_About this exercise_
Produce a word-for-word restatement of the lines from the line with "the stone platform" to the end of the listing below, inclusive.

###

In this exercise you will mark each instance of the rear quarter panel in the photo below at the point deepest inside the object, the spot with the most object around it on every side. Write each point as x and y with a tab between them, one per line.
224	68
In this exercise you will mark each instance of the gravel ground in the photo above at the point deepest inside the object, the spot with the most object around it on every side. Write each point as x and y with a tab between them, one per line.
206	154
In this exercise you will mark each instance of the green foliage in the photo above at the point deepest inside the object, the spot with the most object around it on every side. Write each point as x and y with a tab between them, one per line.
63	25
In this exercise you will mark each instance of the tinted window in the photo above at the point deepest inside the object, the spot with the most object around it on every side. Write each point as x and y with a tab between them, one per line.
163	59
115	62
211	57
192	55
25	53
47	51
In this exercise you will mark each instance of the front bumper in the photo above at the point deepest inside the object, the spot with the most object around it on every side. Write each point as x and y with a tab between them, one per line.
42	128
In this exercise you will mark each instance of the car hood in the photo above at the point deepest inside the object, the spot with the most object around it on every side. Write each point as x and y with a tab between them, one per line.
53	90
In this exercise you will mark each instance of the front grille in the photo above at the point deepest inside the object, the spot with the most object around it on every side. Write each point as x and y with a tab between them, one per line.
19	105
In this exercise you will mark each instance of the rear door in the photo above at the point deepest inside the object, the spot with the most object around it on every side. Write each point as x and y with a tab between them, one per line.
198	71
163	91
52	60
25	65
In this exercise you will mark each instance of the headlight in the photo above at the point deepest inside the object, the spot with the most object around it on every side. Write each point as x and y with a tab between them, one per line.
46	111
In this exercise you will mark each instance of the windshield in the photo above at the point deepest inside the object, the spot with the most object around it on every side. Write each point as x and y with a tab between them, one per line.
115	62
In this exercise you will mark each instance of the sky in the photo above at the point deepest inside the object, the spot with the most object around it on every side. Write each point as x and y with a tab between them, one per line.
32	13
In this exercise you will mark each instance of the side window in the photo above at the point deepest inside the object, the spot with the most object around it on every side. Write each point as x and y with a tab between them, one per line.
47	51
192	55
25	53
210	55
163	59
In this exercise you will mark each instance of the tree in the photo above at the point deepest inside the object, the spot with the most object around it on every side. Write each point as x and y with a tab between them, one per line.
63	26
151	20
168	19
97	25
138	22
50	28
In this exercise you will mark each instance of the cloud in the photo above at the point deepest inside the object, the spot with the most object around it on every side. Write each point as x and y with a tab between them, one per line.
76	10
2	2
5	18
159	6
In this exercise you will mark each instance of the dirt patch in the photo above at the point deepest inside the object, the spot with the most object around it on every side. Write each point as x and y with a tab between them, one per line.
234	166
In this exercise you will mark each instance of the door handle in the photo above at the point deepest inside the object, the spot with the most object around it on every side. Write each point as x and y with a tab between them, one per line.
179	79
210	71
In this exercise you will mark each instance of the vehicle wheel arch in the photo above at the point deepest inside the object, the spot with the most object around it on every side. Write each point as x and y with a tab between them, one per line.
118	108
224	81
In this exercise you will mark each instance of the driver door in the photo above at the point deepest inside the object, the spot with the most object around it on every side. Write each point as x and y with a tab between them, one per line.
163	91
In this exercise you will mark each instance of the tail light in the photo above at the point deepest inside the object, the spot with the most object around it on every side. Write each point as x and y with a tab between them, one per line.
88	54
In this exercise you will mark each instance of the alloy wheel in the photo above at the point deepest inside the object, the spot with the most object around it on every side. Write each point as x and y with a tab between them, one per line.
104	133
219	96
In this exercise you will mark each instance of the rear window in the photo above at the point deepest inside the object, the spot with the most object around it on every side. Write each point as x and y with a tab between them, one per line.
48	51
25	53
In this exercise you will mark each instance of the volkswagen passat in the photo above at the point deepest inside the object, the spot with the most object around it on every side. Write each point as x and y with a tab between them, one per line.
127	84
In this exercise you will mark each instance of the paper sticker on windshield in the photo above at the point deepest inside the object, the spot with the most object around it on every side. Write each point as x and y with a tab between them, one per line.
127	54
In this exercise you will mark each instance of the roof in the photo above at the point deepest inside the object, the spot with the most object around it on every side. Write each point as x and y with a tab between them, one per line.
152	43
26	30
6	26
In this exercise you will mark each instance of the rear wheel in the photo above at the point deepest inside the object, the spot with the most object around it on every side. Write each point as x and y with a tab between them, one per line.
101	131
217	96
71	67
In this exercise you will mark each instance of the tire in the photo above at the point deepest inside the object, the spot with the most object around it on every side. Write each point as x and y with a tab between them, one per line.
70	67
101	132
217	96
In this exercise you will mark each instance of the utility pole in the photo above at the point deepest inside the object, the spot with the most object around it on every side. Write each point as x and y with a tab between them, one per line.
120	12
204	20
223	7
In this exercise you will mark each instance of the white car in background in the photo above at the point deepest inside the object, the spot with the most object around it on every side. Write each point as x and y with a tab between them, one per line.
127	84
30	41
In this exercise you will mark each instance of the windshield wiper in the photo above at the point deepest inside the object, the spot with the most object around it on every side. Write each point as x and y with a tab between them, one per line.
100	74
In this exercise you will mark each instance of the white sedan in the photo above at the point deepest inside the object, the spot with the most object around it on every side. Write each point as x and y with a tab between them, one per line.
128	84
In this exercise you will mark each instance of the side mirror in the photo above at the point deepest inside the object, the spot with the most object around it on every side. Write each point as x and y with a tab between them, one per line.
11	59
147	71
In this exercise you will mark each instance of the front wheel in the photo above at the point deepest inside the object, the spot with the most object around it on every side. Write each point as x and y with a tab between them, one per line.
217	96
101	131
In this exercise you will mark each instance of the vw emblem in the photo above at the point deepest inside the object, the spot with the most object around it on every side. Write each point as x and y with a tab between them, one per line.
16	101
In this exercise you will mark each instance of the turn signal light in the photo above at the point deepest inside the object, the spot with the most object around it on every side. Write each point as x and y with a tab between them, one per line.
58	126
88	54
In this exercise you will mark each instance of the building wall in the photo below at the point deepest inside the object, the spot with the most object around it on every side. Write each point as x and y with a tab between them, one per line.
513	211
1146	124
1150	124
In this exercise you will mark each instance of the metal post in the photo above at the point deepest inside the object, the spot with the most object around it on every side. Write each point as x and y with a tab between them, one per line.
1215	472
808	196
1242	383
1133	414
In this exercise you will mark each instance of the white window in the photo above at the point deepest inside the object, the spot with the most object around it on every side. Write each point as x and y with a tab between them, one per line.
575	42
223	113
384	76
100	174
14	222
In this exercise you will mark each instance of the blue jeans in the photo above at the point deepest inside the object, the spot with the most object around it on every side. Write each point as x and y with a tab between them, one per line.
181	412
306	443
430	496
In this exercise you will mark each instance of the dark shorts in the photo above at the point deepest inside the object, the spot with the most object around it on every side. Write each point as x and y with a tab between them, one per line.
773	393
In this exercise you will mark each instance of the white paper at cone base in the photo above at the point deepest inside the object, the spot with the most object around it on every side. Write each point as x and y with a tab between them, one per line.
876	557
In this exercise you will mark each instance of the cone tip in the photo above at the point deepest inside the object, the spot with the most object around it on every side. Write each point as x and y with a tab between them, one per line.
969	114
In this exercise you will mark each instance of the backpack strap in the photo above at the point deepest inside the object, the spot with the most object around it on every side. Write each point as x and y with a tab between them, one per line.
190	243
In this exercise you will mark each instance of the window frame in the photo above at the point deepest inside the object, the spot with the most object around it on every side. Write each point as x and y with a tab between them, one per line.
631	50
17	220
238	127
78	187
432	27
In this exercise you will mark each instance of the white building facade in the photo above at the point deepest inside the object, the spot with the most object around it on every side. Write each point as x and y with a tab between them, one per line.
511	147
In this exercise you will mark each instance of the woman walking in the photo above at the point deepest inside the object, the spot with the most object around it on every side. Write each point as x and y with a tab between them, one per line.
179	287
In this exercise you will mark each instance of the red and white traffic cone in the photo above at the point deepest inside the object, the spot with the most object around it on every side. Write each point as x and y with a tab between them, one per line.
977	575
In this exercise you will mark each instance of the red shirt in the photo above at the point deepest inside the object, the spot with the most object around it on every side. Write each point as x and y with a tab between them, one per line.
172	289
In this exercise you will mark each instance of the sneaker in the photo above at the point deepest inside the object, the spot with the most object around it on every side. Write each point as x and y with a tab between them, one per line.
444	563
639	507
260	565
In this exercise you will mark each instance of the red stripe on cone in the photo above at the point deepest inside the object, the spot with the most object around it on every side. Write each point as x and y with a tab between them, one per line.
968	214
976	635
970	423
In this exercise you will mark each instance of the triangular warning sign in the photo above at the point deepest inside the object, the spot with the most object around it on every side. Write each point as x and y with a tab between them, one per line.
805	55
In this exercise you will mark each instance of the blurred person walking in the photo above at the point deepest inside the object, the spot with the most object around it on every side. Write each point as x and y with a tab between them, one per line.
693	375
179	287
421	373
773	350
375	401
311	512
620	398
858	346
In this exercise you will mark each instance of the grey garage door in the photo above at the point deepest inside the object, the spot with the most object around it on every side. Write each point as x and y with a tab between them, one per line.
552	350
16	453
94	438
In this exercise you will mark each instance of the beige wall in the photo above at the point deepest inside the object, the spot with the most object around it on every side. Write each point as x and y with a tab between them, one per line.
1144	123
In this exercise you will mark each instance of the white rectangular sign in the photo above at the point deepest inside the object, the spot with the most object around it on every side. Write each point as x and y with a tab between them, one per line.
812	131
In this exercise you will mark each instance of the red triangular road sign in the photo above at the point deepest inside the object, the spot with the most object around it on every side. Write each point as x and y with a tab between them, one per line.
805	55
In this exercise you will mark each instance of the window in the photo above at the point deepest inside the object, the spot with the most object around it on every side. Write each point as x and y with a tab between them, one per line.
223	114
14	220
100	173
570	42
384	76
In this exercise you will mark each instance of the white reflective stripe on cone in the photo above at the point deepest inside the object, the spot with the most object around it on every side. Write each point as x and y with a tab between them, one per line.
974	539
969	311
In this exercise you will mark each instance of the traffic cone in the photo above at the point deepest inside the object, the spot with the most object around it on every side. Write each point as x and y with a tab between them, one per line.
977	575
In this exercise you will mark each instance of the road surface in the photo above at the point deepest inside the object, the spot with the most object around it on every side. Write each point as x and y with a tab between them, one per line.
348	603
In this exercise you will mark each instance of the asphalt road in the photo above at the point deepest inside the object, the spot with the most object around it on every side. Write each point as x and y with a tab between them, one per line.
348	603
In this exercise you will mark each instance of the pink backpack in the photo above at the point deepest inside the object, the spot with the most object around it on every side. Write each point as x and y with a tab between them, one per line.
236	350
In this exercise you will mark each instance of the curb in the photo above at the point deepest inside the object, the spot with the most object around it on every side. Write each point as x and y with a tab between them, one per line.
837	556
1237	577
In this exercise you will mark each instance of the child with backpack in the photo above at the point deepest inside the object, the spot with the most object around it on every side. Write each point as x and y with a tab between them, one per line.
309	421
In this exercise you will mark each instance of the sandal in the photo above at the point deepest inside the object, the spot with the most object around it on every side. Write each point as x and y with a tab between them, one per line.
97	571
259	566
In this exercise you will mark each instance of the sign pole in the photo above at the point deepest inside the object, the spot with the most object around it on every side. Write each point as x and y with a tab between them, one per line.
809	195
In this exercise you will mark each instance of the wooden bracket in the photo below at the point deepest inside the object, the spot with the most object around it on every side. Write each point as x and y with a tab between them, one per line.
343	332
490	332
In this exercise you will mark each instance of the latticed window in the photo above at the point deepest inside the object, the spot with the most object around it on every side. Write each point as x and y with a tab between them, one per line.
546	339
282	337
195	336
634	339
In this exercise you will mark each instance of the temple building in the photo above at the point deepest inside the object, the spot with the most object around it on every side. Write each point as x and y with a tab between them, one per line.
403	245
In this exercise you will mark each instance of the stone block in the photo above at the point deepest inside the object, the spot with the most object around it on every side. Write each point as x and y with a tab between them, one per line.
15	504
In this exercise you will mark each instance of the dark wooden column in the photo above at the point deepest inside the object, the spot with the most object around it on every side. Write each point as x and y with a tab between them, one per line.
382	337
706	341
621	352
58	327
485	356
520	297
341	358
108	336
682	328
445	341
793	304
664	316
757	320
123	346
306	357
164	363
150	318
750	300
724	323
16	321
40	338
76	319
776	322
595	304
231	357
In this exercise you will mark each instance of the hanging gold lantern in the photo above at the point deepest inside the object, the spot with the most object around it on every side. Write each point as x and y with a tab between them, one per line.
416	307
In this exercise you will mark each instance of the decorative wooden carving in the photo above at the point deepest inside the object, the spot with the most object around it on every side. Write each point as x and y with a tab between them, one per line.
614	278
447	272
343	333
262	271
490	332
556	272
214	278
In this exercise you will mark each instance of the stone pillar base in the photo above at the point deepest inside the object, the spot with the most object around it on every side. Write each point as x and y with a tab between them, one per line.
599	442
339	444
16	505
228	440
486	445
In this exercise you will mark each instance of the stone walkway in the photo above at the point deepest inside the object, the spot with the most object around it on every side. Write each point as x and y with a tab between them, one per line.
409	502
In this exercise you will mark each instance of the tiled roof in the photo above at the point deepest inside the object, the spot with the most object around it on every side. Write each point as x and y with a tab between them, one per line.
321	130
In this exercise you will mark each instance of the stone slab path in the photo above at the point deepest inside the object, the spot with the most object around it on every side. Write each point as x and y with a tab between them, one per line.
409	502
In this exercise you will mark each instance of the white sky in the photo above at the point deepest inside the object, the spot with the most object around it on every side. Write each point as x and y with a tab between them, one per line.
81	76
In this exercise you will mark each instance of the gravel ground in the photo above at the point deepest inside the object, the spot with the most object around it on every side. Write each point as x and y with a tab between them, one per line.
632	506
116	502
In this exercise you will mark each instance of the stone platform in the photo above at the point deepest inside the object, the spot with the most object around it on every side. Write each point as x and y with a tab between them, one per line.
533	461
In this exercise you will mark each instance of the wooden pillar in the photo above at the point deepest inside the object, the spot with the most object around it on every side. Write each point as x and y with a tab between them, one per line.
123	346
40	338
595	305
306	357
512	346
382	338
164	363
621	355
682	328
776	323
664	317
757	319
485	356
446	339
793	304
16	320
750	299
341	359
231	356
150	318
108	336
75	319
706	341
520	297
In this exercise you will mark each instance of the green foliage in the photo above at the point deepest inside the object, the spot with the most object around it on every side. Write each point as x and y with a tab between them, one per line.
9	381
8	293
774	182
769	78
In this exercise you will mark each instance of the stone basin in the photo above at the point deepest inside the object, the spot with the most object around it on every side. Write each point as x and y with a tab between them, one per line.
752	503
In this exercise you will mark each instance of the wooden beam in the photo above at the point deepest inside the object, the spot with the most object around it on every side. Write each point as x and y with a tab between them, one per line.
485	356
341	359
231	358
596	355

###

_Answer box_
In this exercise you will mark each instance of the stone platform in the photo above at the point deepest inside the object, the spot with the most object around it on every side. Write each point as x and y with a tab between them, one per line.
533	461
In this exercise you will mark each instance of the wooden pillar in the photo above at the point deepest inside the object, the spot with the most object around it on every side. Write each point as x and y with a tab between them, one per line.
123	346
40	338
595	305
306	357
512	346
382	338
164	363
621	355
682	328
776	323
664	317
757	319
485	356
446	339
793	304
16	320
750	299
341	359
231	356
150	318
108	336
75	319
706	341
520	297
In this exercise you will mark each instance of the green foliage in the photo above at the point deepest inside the object, the spot with the most object around it on every side. Write each point as x and y with a tab between them, one per line.
9	381
8	293
774	182
769	78
In this exercise you will mark each instance of the stone basin in the photo above at the point deepest inside the object, the spot with the most object around it on every side. Write each point as x and y with a tab between them, one per line.
752	503
In this exercise you will mark each instance of the wooden beam in the photo above at the point deepest inside the object, the spot with the most object around it on every side. Write each point as x and y with a tab between them, one per line.
485	356
341	359
231	358
596	355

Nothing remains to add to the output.